### Data for processing ###

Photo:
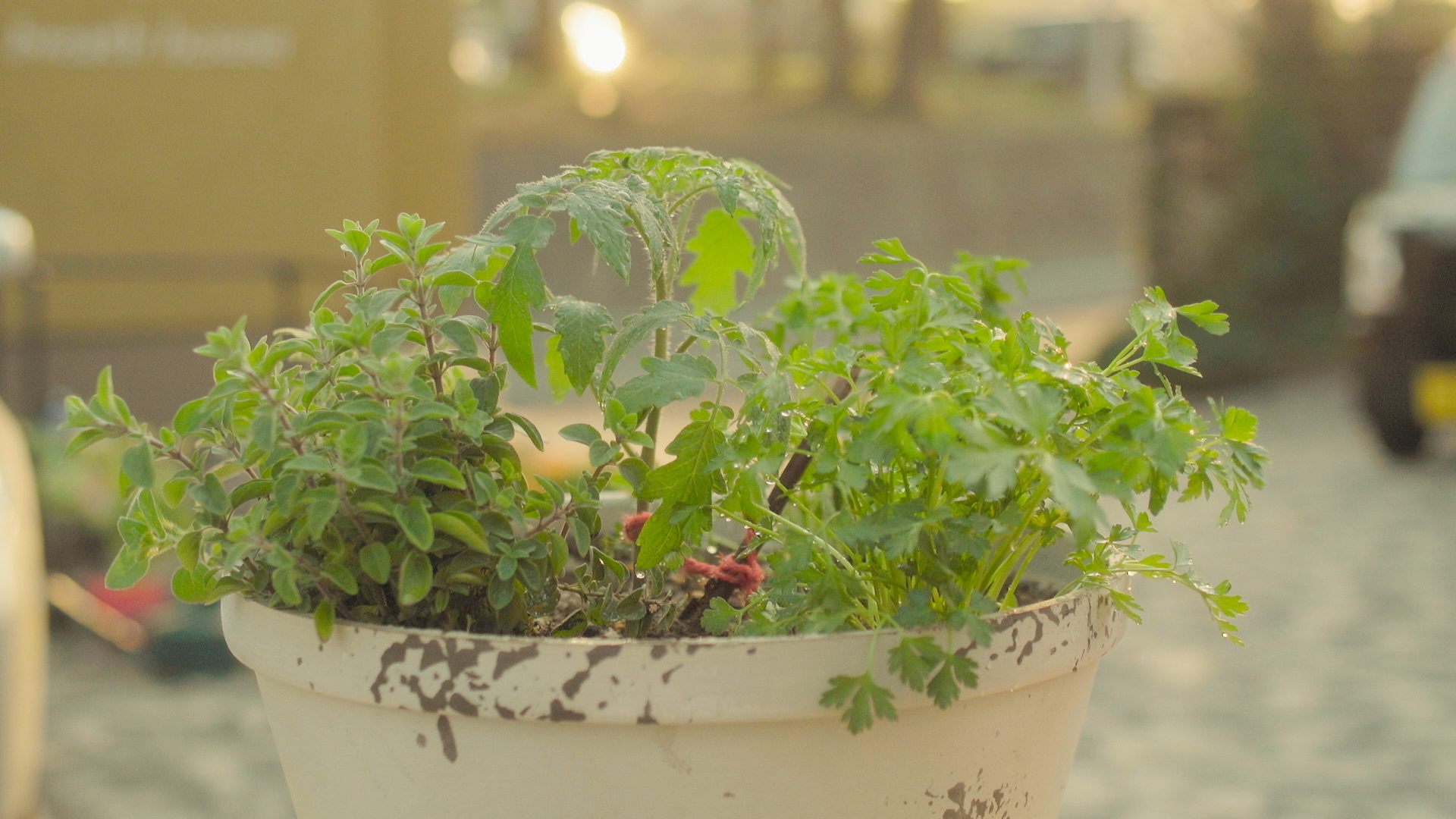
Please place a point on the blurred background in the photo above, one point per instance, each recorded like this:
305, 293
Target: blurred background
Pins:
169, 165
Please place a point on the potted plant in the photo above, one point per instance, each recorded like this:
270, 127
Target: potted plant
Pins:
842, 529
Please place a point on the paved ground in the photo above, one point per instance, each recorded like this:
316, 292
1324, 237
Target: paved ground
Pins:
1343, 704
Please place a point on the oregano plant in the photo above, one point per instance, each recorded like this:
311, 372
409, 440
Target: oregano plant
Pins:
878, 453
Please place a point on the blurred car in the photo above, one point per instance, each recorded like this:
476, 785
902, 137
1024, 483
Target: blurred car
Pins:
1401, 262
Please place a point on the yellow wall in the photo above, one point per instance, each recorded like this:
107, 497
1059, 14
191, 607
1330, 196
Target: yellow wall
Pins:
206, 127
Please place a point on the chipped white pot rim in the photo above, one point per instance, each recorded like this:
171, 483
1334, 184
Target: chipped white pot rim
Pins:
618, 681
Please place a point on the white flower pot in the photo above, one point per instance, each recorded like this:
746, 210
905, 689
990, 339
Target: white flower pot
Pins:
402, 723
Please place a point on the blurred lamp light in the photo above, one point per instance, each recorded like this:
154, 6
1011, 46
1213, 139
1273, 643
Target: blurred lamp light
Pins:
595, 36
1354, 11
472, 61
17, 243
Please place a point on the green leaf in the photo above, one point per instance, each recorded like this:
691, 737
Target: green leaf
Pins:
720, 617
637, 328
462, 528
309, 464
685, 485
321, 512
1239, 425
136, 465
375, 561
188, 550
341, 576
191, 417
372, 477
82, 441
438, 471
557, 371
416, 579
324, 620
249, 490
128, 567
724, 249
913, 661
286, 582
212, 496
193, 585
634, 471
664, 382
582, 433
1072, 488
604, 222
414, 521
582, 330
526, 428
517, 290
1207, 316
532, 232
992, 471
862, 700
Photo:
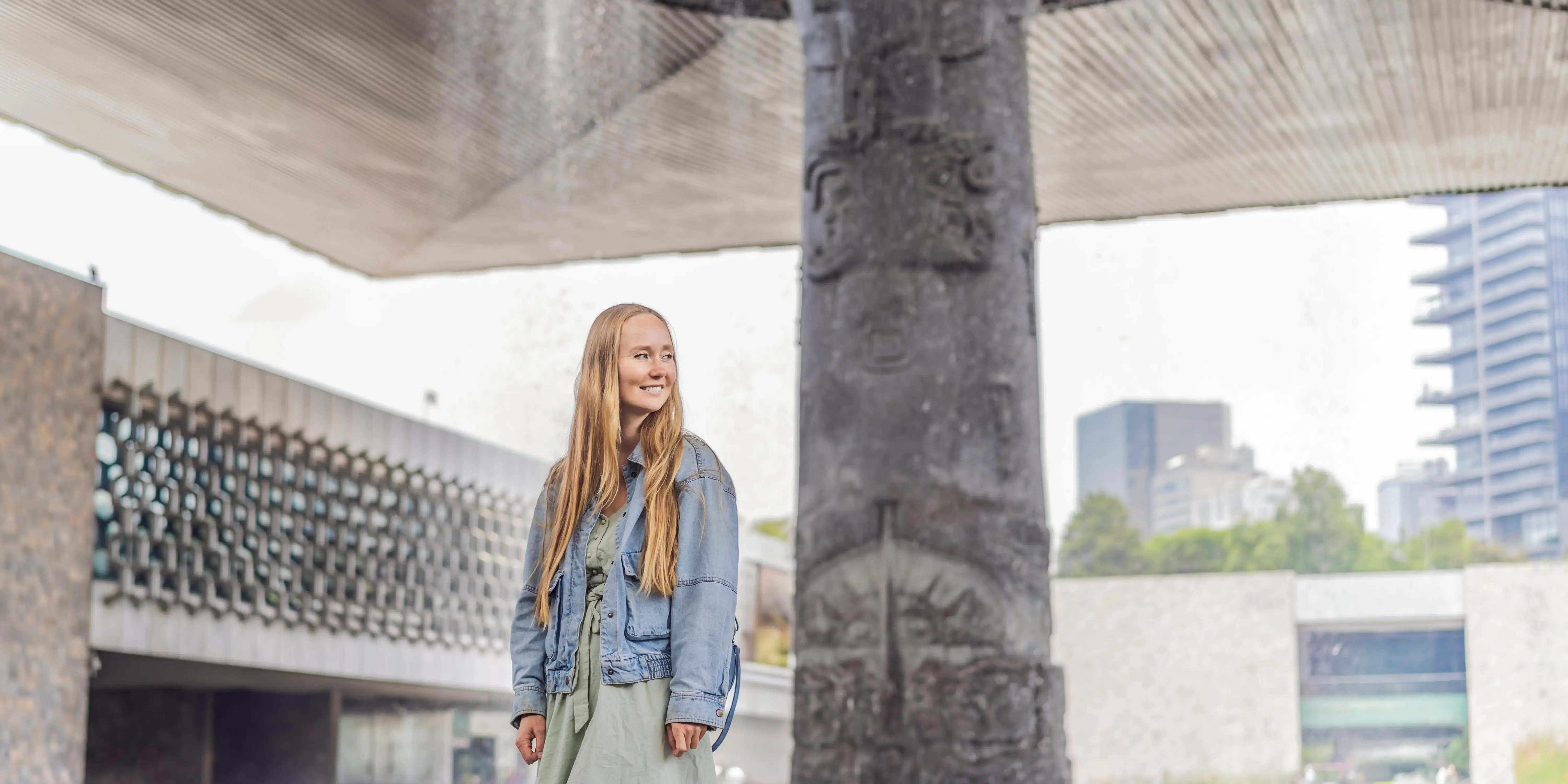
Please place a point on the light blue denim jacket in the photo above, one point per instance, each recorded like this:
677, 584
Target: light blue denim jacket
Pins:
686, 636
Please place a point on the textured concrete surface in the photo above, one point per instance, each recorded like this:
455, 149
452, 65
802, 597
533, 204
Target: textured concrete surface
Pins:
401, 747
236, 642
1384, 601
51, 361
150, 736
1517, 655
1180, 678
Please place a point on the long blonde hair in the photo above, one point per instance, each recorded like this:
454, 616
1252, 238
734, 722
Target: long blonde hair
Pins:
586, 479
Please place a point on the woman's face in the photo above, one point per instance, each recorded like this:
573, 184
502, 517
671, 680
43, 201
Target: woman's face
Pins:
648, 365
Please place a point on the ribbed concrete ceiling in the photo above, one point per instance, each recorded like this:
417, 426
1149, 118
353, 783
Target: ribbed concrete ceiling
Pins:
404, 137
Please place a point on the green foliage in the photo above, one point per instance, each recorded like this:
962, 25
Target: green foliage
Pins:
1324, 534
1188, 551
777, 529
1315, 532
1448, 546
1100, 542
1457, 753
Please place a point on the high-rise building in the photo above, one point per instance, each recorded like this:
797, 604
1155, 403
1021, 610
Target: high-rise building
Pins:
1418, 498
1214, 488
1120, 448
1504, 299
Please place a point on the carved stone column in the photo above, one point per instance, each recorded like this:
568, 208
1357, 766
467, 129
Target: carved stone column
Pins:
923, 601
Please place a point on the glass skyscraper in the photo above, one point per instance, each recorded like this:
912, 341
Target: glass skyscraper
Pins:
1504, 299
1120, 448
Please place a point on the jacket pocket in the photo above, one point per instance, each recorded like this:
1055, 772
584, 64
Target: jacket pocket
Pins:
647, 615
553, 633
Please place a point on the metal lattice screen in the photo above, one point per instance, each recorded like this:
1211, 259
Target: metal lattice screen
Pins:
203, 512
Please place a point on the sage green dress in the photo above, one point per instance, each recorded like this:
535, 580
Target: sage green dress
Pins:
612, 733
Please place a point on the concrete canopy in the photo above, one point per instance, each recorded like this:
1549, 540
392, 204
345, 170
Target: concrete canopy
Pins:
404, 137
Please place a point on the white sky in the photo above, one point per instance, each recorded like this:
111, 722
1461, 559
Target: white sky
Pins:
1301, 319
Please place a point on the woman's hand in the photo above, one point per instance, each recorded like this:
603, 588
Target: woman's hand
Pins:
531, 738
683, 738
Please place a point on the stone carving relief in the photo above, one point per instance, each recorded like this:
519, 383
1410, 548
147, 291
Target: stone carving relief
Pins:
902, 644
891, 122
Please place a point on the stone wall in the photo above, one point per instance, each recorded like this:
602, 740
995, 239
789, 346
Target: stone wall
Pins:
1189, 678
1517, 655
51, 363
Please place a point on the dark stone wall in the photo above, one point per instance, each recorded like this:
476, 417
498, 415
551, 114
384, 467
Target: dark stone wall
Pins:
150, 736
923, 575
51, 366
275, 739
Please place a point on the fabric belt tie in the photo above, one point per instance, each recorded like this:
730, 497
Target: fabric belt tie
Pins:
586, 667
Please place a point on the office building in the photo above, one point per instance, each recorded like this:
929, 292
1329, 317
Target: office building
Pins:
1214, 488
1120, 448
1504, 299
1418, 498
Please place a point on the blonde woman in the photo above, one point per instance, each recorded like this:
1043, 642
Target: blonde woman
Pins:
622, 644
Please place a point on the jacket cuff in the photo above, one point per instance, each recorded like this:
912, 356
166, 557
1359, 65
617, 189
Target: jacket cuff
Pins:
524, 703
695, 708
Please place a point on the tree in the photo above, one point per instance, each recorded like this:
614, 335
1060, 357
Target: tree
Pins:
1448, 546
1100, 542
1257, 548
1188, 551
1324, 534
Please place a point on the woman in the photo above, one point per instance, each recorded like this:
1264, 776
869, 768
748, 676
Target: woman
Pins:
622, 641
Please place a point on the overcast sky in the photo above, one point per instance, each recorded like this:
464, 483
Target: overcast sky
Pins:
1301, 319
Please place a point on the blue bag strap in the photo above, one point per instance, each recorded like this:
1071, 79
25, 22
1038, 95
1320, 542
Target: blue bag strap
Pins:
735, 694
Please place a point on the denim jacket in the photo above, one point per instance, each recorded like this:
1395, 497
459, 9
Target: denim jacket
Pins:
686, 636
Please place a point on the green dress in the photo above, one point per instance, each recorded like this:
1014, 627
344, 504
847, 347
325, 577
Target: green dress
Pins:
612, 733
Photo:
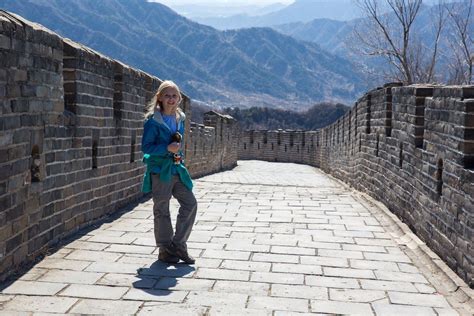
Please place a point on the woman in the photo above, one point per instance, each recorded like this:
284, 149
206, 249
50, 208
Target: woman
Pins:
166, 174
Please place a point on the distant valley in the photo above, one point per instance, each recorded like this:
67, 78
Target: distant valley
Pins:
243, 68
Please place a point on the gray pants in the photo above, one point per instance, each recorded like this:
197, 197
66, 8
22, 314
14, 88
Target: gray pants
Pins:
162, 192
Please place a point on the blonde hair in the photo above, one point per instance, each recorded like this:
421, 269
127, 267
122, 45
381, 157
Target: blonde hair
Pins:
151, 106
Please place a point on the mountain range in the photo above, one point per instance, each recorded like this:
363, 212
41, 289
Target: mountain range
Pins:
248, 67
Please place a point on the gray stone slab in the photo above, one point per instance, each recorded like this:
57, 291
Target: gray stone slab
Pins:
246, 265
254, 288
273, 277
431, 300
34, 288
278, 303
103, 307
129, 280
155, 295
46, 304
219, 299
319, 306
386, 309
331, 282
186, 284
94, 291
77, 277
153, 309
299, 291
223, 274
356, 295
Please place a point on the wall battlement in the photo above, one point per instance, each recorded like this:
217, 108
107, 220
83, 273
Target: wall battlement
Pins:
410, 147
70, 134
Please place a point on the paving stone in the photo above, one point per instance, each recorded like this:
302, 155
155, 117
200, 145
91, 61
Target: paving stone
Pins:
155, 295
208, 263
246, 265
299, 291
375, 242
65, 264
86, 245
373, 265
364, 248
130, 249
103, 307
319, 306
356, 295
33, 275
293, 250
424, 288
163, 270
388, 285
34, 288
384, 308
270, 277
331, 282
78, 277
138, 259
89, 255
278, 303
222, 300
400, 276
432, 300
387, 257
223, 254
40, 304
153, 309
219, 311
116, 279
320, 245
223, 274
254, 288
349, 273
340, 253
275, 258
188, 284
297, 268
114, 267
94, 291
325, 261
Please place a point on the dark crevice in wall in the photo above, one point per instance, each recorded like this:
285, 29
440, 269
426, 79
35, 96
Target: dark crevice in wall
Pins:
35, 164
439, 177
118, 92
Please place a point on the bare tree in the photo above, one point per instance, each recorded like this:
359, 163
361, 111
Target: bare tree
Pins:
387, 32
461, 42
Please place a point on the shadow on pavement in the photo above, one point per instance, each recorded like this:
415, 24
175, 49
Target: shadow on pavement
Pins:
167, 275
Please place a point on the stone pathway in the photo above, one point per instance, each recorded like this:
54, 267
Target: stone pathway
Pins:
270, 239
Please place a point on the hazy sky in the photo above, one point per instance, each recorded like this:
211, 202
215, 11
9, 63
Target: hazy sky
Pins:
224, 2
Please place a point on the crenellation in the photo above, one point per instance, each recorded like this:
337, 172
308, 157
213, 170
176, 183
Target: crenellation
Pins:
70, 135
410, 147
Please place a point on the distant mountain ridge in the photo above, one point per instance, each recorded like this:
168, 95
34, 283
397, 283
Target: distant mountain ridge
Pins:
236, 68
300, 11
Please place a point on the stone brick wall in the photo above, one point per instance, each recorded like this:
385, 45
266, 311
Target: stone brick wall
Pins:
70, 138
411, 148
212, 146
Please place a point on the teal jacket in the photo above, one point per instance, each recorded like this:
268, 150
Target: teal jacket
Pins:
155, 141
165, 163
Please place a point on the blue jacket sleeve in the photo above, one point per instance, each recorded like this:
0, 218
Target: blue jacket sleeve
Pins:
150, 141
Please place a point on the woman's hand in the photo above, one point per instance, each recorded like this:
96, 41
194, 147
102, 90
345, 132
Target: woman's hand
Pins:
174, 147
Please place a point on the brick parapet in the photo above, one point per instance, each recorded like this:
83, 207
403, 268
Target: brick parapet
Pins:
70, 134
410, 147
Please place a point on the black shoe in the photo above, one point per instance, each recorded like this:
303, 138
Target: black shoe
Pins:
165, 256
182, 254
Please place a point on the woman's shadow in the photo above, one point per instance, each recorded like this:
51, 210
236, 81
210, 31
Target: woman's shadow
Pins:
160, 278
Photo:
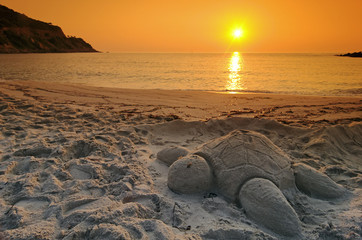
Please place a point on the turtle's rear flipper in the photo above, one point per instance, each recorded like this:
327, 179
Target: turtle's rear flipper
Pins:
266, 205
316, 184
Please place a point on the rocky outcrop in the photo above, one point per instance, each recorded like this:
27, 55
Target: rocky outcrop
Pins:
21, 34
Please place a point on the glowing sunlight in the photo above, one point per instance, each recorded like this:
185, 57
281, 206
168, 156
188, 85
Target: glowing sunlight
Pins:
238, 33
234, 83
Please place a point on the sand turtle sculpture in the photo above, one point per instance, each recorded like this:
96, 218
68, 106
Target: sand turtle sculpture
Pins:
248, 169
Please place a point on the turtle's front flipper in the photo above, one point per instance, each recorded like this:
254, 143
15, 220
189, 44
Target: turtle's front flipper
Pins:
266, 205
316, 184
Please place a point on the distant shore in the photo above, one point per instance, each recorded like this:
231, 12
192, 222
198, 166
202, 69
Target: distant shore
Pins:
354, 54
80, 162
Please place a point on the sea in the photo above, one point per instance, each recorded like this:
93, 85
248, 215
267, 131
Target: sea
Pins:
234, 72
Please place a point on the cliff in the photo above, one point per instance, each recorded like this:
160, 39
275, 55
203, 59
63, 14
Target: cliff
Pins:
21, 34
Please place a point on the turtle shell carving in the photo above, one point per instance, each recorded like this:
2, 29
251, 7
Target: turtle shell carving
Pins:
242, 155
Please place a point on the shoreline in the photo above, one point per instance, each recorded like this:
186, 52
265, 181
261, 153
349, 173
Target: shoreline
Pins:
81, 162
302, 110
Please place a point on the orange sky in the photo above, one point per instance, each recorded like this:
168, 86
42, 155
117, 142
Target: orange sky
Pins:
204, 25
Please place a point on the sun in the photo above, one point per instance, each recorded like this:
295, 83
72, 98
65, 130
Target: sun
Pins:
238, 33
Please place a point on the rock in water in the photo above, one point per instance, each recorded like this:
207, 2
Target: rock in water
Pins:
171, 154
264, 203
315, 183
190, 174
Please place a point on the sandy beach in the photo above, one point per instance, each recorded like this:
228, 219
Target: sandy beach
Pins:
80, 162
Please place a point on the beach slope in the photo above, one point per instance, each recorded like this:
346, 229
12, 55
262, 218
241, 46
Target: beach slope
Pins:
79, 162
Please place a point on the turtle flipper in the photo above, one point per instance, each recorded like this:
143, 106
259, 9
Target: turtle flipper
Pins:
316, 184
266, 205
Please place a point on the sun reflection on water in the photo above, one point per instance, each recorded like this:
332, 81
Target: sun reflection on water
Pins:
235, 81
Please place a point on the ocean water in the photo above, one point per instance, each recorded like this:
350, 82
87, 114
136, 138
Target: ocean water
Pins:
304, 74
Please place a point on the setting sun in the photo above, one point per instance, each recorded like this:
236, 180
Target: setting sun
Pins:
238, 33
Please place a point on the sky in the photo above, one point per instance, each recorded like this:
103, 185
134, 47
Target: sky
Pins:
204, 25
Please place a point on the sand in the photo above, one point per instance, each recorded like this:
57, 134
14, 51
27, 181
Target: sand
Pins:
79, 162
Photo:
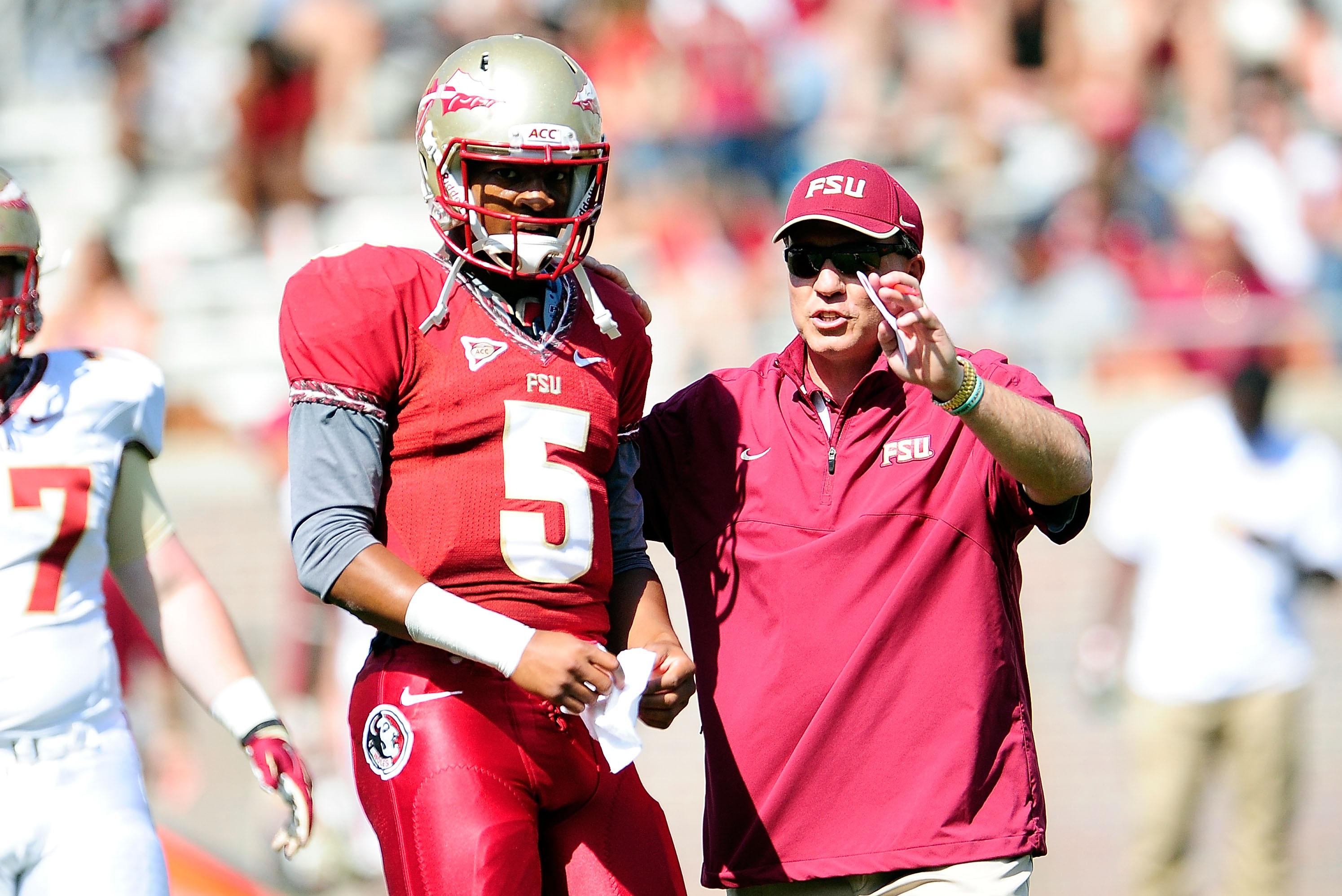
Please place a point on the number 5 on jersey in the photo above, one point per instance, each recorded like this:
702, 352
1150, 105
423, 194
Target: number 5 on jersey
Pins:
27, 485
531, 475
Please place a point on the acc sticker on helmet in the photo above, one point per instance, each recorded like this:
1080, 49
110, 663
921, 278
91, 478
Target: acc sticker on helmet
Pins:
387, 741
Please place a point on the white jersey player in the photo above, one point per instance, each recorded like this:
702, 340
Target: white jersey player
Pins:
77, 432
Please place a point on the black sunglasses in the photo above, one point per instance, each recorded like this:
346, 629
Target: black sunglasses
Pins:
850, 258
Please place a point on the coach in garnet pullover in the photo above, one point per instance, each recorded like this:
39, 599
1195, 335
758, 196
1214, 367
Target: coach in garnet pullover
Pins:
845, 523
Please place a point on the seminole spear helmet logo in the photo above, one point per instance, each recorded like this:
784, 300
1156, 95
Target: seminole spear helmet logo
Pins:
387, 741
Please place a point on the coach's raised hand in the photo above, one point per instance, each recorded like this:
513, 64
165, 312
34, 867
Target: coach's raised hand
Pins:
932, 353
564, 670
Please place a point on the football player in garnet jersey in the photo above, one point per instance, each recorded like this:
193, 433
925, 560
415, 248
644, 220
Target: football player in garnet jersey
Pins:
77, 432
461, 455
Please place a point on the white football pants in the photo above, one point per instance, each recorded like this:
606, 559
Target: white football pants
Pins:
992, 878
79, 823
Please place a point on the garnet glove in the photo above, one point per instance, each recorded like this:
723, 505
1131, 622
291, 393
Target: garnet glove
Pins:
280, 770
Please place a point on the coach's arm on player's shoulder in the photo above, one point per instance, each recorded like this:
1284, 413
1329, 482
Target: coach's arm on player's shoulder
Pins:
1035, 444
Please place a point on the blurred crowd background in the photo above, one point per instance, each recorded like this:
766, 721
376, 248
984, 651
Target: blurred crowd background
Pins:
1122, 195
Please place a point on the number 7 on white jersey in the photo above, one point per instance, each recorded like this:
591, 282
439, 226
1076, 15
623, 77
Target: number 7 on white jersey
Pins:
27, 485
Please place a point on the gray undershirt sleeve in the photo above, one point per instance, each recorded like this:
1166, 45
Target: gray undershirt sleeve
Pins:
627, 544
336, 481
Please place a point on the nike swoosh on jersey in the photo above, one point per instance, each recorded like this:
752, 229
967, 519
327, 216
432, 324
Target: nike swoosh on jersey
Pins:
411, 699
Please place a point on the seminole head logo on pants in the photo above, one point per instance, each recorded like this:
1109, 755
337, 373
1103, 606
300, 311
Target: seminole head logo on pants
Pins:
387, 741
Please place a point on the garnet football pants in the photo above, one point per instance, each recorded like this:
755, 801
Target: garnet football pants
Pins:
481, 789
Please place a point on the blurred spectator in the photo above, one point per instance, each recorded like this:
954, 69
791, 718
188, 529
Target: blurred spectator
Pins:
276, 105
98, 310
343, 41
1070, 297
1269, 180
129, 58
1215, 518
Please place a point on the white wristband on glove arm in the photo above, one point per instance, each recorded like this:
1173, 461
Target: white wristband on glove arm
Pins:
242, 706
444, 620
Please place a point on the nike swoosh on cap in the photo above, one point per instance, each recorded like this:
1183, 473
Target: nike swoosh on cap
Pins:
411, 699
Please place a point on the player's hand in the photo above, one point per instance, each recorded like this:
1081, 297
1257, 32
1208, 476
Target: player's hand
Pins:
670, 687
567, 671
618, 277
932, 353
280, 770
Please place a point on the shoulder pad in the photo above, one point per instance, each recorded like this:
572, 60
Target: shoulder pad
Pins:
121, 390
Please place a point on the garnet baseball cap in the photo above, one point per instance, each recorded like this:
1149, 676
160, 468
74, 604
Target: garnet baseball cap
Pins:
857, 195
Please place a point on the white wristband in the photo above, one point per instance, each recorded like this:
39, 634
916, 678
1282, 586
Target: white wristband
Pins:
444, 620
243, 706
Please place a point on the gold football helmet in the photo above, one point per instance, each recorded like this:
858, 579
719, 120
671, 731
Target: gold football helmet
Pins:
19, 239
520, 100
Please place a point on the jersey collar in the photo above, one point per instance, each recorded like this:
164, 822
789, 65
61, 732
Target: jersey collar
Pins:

###

> [Prompt]
Collect each line of the entries that has the word "carving", copying it in full.

> [Result for this task]
Please place a point on the stone carving relief in the photo above, one point per instance, each recorded like this:
Target: stone carving relief
Please place a point on the turtle shell carving in the photo above, one point per instance, each recorded like this:
Target: turtle shell carving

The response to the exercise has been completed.